• **原文节选**
Elasticsearch 大量频繁使用UpdateByQuery 脚本更新字段值 报错
下面是出错内容:
WARNING:elasticsearch:POST http://es-cn-09k1o69vj0006jcz9.public.elasticsearch.aliyuncs.com:9200/crawl_basis_pn/_update_by_query [status:500 request:0.015s] DEBUG:elasticsearch:> {"query":{"term":{"_id":"bQlgboYBwWirVBbOLVBj"}},"script":{"source":"ctx._source.ProductUrl='https://www.bom2buy.com/partIntelligence/TL431AIYDT/';ctx._source.SubStatus=1"}} DEBUG:elasticsearch:< {"error":{"root_cause":[{"type":"circuit_breaking_exception","reason":"[script] Too many dynamic script compilations within, max: [75/5m]; please use indexed, or scripts with parameters instead; this limit can be changed by the [script.max_compilations_rate] setting","bytes_wanted":0,"bytes_limit":0,"durability":"TRANSIENT"}],"type":"general_script_exception","reason":"Failed to compile inline script [ctx._source.ProductUrl='https://www.bom2buy.com/partIntelligence/TL431AIYDT/';ctx._source.SubStatus=1] using lang [painless]","caused_by":{"type":"circuit_breaking_exception","reason":"[script] Too many dynamic script compilations within, max: [75/5m]; please use indexed, or scripts with parameters instead; this limit can be changed by the [script.max_compilations_rate] setting","bytes_wanted":0,"bytes_limit":0,"durability":"TRANSIENT"}},"status":500} ERROR:scrapy.core.engine:Error while obtaining start requests
ElasticSearch5分钟内执行脚本编译超过75个,编译太多而拒绝编译。编译是非常耗时的,这是ES的自我保护功能。下面是源码:
这个函数会时刻调用,要更新200w 条
def update_producturl(self,item): time.sleep(0.5) productUrl="https://www.bom2buy.com/partIntelligence/"+urllib.parse.quote(item['PN'],safe='')+"/" ubq = UpdateByQuery(using=esclient(), index=index_name) \ .query("term", _id=item['Id']) \ .script(source=f"ctx._source.ProductUrl='{productUrl}';ctx._source.SubStatus=1") res=ubq.execute() r=res
尝试解决办法:
将参数写入params,源码source就不需要重复编译。

• **练习题**
(a) 在这篇 Elasticsearch 报错帖中,错误信息里 "root_cause" 下的那一项包含哪些键?请全部列出。
(b) 按照这篇 Elasticsearch 报错帖的说法,可以通过哪个设置修改脚本编译次数的限制?

• **提取信息**
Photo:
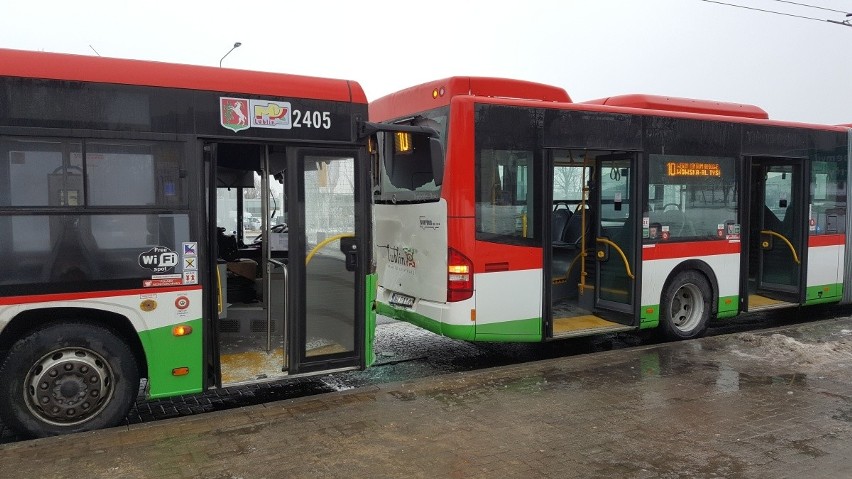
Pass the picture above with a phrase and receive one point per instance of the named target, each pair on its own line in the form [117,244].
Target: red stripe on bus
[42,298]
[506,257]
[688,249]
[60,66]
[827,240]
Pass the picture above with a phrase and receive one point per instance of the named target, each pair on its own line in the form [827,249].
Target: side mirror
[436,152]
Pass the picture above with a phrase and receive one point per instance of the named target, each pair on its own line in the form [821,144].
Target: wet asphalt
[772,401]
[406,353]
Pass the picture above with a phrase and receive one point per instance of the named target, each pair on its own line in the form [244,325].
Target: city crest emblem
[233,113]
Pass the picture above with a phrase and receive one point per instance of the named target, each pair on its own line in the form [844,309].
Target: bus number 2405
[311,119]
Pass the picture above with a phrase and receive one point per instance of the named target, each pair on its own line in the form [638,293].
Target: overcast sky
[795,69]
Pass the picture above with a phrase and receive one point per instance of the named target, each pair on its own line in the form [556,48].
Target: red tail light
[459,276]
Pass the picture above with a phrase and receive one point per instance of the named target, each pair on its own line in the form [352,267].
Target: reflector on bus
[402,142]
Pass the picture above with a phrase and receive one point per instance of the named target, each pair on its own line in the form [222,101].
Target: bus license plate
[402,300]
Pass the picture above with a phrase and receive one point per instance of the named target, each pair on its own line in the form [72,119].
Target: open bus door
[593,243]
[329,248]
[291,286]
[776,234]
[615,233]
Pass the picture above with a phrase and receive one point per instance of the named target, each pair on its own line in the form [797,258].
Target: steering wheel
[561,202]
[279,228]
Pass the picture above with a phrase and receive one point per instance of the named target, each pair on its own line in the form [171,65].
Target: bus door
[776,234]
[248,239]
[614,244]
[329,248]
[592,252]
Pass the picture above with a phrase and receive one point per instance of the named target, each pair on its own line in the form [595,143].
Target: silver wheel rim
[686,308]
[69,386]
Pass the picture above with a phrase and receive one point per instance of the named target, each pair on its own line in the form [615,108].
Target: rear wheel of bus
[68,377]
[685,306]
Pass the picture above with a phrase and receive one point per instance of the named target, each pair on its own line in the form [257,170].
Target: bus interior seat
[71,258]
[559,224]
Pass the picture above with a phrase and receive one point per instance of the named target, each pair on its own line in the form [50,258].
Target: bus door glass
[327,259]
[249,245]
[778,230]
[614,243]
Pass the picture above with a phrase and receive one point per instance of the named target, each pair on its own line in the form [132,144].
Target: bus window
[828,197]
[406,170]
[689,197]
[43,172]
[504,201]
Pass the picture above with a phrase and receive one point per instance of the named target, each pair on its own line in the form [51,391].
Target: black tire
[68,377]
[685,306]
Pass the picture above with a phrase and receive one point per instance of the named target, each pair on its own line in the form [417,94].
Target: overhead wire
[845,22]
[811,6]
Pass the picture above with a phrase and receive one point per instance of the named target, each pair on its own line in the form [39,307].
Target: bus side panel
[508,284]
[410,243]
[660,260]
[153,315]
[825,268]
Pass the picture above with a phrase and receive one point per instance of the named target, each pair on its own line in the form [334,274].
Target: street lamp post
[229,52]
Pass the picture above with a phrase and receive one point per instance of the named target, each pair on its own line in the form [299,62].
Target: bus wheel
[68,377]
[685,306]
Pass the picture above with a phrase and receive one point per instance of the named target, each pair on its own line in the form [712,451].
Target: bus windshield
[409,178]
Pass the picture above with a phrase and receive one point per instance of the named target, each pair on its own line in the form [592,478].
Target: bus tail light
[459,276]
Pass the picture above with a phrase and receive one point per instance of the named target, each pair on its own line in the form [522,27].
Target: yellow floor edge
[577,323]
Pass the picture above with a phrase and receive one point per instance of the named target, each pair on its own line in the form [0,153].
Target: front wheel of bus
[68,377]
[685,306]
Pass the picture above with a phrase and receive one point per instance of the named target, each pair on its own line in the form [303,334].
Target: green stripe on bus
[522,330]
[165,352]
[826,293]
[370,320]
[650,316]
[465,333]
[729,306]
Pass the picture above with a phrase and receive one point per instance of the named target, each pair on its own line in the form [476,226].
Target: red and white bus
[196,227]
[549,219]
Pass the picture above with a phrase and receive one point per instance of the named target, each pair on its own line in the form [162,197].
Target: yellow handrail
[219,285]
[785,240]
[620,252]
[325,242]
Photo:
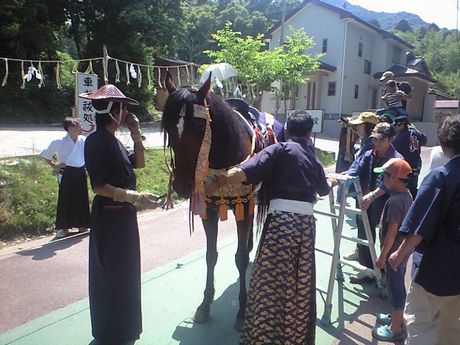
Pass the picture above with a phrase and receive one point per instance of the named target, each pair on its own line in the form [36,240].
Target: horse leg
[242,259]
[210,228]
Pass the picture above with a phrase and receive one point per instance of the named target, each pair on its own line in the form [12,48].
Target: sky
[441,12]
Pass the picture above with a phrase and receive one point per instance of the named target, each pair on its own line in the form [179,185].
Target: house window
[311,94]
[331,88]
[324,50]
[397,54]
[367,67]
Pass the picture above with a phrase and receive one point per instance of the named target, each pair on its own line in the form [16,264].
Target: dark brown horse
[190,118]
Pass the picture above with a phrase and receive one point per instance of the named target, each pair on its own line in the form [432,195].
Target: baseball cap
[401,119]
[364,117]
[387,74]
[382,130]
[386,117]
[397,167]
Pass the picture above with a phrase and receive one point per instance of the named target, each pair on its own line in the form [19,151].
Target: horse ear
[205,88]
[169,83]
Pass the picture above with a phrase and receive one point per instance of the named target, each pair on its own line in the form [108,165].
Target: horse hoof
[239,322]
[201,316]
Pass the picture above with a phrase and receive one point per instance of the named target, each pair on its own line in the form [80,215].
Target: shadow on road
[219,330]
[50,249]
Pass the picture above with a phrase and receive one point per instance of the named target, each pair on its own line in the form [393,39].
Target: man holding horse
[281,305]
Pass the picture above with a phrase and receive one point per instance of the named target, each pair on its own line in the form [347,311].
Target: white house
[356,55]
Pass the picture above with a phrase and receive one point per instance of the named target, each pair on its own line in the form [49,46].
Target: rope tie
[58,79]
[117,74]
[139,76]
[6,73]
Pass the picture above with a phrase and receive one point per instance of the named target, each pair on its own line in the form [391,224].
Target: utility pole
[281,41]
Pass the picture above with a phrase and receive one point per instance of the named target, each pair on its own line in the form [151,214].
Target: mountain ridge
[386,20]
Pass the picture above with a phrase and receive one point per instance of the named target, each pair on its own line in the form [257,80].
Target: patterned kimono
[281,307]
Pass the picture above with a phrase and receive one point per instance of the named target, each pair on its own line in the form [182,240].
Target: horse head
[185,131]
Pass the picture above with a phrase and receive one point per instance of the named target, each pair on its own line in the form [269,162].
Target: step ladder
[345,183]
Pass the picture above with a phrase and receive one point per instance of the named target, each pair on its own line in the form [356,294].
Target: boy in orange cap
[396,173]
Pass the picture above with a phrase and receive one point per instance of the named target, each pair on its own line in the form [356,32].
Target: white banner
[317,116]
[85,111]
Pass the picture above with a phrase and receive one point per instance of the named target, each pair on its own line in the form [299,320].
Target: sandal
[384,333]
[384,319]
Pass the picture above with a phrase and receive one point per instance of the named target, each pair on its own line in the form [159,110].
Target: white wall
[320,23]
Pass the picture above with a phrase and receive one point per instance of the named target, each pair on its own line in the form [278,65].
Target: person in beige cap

• **完整答案**
(a) type、reason、bytes_wanted、bytes_limit、durability

(b) script.max_compilations_rate